__The input__:
+++++

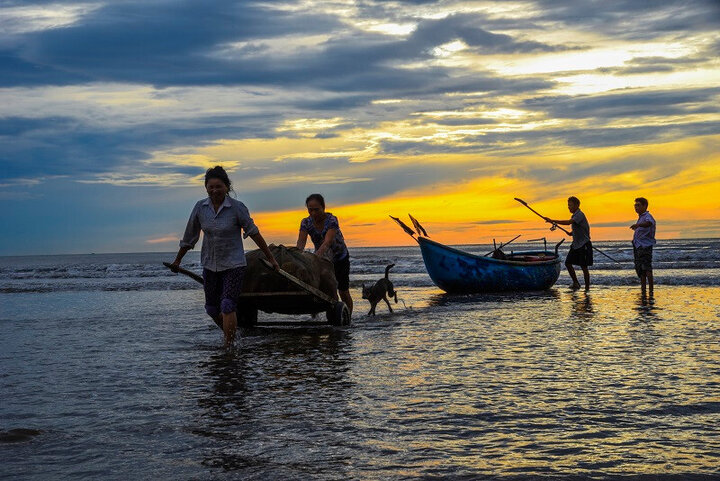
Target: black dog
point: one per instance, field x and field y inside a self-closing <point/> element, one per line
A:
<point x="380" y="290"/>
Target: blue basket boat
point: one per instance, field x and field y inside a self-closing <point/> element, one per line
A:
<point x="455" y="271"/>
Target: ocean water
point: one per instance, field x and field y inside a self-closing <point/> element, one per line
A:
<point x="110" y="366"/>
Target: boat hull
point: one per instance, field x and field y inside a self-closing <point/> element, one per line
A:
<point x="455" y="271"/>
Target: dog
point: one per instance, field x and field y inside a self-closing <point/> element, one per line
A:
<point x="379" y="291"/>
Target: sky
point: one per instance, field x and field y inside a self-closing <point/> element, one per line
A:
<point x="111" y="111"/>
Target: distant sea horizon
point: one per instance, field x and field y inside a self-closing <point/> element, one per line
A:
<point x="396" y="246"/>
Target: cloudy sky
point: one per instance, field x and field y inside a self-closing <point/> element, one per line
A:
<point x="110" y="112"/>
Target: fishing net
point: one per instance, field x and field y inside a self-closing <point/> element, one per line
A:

+++++

__Work request__: Show every line of the listing in which the string "boat" can be found.

__Written answer__:
Target: blue basket boat
Target: boat hull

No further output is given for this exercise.